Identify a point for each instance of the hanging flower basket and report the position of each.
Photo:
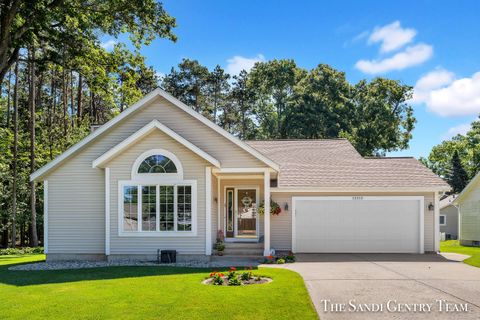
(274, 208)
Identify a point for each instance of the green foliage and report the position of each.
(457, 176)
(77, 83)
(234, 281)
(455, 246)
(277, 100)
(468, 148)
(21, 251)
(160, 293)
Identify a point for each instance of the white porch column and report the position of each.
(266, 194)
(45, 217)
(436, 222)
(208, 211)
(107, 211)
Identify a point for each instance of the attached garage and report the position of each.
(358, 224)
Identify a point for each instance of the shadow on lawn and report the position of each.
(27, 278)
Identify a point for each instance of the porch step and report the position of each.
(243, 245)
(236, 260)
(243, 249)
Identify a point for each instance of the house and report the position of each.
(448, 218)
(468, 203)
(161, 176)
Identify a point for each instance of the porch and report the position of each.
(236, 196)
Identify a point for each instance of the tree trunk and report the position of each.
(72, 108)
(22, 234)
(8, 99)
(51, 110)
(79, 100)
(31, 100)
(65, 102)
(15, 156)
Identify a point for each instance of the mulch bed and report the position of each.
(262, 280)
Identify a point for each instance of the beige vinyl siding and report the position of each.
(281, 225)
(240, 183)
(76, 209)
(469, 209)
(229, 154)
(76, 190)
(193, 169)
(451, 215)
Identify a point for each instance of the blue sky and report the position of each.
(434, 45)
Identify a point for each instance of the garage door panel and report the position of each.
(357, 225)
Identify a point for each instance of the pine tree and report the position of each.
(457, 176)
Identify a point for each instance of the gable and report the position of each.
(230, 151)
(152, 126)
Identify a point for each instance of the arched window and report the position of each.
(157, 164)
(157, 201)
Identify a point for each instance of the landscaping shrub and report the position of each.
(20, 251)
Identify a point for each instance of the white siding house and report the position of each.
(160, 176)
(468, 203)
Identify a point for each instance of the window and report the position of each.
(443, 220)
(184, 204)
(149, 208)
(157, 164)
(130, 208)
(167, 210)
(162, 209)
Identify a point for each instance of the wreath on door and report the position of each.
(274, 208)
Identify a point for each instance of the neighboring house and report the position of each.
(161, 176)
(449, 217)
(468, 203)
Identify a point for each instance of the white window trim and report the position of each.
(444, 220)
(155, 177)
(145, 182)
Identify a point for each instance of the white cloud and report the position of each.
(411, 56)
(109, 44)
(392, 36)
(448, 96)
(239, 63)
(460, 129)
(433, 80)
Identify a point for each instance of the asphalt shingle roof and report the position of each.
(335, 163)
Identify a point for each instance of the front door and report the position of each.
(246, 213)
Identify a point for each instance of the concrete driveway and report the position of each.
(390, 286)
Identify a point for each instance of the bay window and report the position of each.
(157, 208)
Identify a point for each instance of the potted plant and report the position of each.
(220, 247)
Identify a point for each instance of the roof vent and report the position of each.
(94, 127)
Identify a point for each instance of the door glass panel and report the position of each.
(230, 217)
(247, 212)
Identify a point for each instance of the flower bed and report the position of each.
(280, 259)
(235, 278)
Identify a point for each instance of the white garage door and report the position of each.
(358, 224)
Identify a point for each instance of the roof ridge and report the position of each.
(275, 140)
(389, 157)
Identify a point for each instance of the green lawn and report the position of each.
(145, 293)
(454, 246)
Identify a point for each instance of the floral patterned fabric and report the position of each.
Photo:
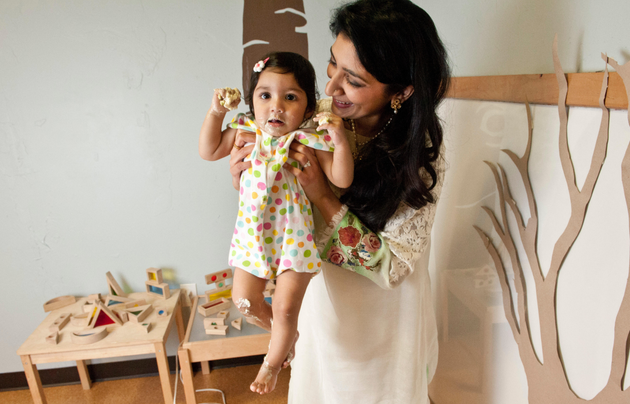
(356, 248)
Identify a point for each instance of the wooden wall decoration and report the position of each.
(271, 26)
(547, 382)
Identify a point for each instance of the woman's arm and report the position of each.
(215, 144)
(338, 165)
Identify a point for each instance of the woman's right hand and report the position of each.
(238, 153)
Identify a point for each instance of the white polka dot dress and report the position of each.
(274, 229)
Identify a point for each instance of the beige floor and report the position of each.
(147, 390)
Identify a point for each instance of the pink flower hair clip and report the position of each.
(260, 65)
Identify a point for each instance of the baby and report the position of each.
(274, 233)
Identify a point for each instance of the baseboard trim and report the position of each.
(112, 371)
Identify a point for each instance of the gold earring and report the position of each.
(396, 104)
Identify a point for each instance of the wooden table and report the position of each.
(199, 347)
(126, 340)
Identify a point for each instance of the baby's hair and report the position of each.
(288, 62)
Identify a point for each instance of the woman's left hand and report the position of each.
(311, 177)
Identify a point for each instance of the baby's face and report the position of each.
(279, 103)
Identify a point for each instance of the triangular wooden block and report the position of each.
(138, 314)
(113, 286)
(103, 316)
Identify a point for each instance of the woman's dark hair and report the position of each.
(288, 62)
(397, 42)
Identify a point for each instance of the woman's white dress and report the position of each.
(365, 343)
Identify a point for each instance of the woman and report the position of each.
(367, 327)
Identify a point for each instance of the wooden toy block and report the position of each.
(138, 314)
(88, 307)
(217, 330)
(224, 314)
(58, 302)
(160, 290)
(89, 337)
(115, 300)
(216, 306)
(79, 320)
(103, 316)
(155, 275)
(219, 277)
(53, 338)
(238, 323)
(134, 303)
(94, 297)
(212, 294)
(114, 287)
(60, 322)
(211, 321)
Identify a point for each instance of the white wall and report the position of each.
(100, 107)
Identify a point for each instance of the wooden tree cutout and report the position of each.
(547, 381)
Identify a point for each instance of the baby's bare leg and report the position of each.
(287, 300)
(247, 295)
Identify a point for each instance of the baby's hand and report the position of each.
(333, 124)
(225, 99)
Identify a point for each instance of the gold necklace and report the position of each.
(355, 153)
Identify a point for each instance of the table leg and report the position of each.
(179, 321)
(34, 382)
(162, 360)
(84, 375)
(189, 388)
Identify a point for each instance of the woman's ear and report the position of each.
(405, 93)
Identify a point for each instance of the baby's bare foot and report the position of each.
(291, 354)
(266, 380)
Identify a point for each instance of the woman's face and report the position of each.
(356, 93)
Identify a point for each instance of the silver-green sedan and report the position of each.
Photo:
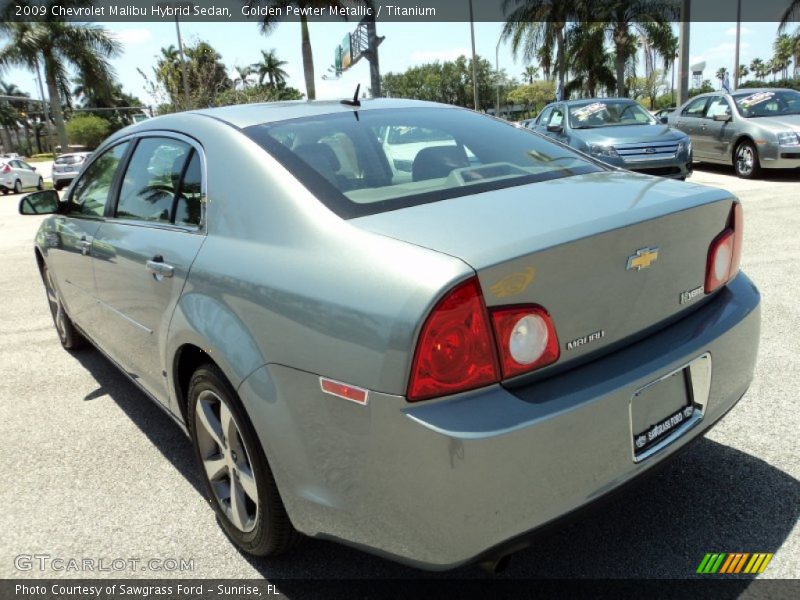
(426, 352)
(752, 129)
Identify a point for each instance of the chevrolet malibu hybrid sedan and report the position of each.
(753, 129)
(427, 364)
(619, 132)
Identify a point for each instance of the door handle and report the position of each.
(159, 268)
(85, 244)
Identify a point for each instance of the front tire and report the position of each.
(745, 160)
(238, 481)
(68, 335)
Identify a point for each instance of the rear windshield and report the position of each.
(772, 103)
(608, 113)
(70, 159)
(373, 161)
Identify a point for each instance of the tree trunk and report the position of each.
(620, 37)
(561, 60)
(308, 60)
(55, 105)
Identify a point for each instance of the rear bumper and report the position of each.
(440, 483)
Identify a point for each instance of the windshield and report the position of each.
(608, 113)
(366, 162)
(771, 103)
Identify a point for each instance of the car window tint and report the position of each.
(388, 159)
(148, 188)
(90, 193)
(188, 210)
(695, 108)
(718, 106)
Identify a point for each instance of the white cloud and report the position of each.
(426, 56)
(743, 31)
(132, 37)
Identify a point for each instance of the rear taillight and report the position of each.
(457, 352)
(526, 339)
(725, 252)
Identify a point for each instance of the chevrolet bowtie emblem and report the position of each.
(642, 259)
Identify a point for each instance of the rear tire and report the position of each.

---

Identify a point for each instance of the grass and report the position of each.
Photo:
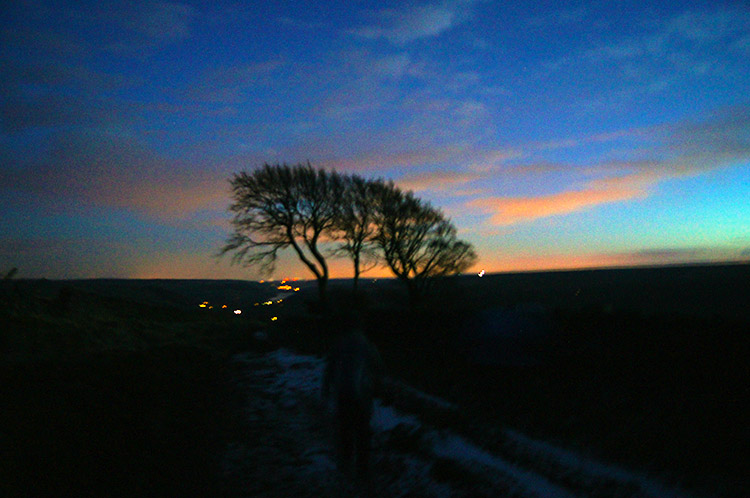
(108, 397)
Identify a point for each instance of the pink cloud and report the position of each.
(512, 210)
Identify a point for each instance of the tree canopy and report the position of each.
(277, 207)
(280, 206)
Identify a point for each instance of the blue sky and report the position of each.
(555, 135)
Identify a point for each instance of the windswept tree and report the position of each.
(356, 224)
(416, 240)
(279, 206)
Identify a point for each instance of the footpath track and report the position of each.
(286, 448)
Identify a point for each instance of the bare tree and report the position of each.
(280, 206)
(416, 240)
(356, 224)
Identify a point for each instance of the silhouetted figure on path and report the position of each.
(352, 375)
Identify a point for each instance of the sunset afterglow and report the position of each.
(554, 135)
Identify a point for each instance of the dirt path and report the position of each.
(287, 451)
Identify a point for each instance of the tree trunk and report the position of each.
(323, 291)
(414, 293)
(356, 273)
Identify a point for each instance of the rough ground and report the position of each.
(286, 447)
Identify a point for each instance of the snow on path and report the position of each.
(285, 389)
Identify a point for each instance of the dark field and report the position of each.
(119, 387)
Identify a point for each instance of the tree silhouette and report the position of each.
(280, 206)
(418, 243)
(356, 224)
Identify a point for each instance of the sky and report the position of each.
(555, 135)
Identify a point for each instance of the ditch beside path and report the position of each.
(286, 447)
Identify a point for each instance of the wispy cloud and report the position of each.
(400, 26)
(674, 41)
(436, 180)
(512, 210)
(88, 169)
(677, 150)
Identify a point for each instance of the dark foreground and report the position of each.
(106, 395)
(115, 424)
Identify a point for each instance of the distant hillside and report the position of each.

--

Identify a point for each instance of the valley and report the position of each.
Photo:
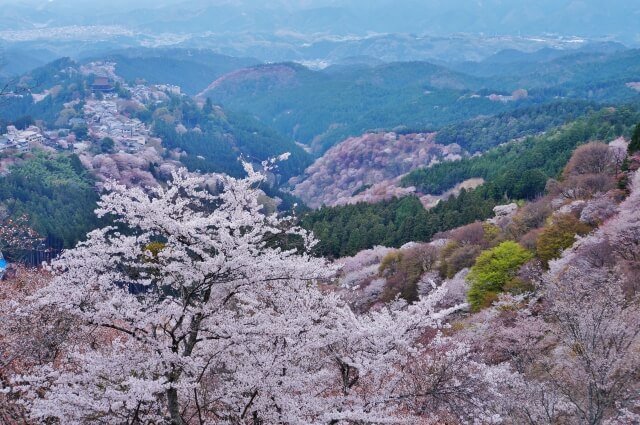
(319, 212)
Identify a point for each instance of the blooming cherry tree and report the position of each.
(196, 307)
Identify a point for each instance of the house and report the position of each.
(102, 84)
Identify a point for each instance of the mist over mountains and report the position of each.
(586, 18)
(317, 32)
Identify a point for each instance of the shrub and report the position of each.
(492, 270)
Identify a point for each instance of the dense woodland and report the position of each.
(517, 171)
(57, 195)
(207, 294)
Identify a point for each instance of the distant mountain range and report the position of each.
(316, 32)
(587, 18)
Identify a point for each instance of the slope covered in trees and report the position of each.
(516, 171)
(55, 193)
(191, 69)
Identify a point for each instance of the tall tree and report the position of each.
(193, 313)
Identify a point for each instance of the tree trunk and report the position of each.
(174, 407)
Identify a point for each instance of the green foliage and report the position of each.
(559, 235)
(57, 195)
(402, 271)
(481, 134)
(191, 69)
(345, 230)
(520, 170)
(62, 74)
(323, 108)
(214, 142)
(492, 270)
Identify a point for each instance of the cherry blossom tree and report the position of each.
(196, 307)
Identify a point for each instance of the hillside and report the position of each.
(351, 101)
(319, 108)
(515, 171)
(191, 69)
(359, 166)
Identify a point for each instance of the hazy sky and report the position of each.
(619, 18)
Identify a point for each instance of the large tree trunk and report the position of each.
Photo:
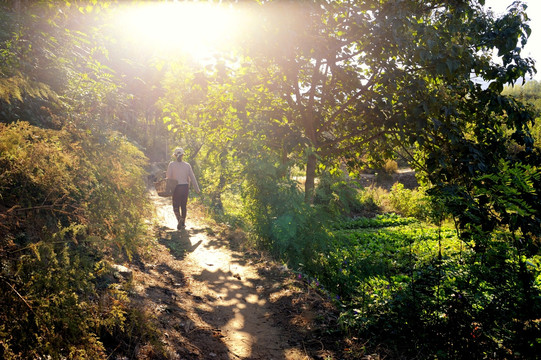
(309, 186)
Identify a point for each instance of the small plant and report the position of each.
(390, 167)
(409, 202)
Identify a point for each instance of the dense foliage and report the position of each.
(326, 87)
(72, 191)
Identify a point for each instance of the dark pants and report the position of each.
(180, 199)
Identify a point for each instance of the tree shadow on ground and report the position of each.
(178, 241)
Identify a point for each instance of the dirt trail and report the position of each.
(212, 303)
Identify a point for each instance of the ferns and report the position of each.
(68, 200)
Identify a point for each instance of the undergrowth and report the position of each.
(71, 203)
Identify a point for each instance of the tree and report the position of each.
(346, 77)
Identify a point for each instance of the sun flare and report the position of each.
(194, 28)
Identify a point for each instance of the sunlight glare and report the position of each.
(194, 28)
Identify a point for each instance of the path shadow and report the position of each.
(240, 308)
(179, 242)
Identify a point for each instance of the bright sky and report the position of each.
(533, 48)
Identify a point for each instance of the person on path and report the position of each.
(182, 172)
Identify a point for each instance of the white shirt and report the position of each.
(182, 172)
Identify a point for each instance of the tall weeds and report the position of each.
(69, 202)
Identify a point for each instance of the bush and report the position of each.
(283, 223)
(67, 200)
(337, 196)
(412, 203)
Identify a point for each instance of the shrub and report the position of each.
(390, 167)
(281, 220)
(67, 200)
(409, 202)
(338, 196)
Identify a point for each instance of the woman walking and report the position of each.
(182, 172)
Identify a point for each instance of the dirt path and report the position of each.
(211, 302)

*DIRECTIONS*: Of all the entries above, repeat only the lines from the line that has "Identify a point for each instance of the roof vent" to the line that has "Identify a point for each instance of the floral", both lines included, exactly.

*RESPONSE*:
Identify a point for each instance of the roof vent and report the position of each.
(94, 127)
Identify a point for each instance of the door glass panel and report the position of each.
(230, 217)
(247, 212)
Identify a point for each instance of the flower bed and report the position of each.
(280, 259)
(235, 278)
Identify a point for each instance of the white garage door and report the position of each.
(358, 224)
Identify a point for each instance of the roof ridge and report the position of each.
(275, 140)
(389, 157)
Identify a point for each instance of the green lawn and report the position of each.
(145, 293)
(454, 246)
Identify a point for each instance of the floral patterned fabric and report the position of each.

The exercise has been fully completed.